▶ _Supplied data_:
------

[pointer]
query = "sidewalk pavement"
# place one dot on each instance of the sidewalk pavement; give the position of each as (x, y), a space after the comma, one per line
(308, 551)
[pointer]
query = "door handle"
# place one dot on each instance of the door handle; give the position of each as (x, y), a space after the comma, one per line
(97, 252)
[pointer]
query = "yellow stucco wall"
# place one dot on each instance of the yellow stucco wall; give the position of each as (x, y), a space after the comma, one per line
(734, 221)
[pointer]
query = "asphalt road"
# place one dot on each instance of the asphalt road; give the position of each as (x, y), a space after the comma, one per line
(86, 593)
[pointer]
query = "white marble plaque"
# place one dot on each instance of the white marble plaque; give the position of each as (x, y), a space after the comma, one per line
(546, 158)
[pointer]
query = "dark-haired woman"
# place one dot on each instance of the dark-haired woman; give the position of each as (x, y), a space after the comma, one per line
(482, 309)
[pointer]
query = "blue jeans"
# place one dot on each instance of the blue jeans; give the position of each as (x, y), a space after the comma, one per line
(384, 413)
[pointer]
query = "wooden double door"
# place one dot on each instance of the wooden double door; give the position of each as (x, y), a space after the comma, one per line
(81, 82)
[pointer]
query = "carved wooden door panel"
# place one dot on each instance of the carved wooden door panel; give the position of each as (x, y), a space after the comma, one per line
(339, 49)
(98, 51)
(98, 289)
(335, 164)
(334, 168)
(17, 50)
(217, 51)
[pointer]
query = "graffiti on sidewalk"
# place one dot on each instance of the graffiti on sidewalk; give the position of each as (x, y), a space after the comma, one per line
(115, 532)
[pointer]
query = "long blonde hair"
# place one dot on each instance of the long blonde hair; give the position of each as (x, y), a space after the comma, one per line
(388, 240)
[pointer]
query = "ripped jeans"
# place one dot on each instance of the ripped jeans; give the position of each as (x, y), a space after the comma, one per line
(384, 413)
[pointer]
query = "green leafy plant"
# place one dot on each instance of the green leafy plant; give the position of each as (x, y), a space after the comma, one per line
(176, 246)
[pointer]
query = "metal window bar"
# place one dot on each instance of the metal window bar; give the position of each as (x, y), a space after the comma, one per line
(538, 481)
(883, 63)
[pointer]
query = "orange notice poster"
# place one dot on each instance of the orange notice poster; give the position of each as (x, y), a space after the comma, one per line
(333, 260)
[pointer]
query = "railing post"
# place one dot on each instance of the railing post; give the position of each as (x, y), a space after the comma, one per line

------

▶ _What is expected_:
What you return must match the records exactly, down to the last line.

▶ _Your solution_:
[pointer]
query = "sidewalk pavement"
# place one dot on each instance of the sidewalk pavement; give the position of each as (x, y), a space after the comma, one per line
(308, 551)
[pointer]
query = "door handle"
# place one dot on each instance of the door handle; give the position of each as (x, y), a space after the comma, one per line
(97, 252)
[pointer]
query = "yellow stucco wall"
# place one dot on each instance of the yellow stucco wall; give the position of each as (x, y), a space after the comma, one per line
(734, 221)
[pointer]
query = "asphalt road"
# place one dot on each instance of the asphalt road; give the position of each as (x, y), a space after the comma, one per line
(86, 593)
[pointer]
query = "white marble plaque"
# place one dot on each instance of the white marble plaque; give the position of each as (x, y), a space after the comma, one per line
(546, 158)
[pointer]
query = "dark-haired woman"
# place one dot on each instance of the dark-haired woman; give the position of each as (x, y), a space after the comma, one per line
(482, 309)
[pointer]
query = "blue jeans"
# place one dot on each instance of the blue jeans; give the position of each as (x, y), a space after the comma, one per line
(384, 413)
[pointer]
query = "wooden double door"
# place one dot on each instance of the wooden double door; give the position of each as (x, y), a space after the comma, one per line
(81, 82)
[pointer]
query = "carved wooden door panel"
# place one dot on each instance of the carved wooden door panel; give the position of each as (x, y), a space after the comma, one per line
(339, 49)
(98, 51)
(98, 289)
(335, 164)
(334, 168)
(17, 50)
(217, 51)
[pointer]
query = "graffiti on sidewalk"
# place one dot on each instance of the graffiti on sidewalk; give the position of each as (x, y), a space after the comma, one per line
(115, 532)
[pointer]
query = "long blonde hair"
# place one dot on each instance of the long blonde hair; give the position of each as (x, y), a space after the comma, one per line
(388, 240)
[pointer]
query = "ripped jeans"
# place one dot on each instance of the ripped jeans; give the position of each as (x, y), a space after the comma, one per line
(384, 413)
[pointer]
query = "green leafy plant"
# place one dot on each instance of the green leafy plant; give the position of each as (x, y), a space after the comma, one per line
(176, 246)
[pointer]
query = "metal window bar"
# place one dot on each instance of the metal window bar; give the position of each as (x, y), a space after the comma, one per line
(538, 481)
(883, 63)
[pointer]
query = "orange notice poster"
# place one dot on each instance of the orange notice poster; give the position of each as (x, y), a space after the comma, one per line
(333, 260)
[pointer]
query = "railing post"
# place one dot on each instance of the railing post; give the position of each as (x, y), a space after the comma, one per line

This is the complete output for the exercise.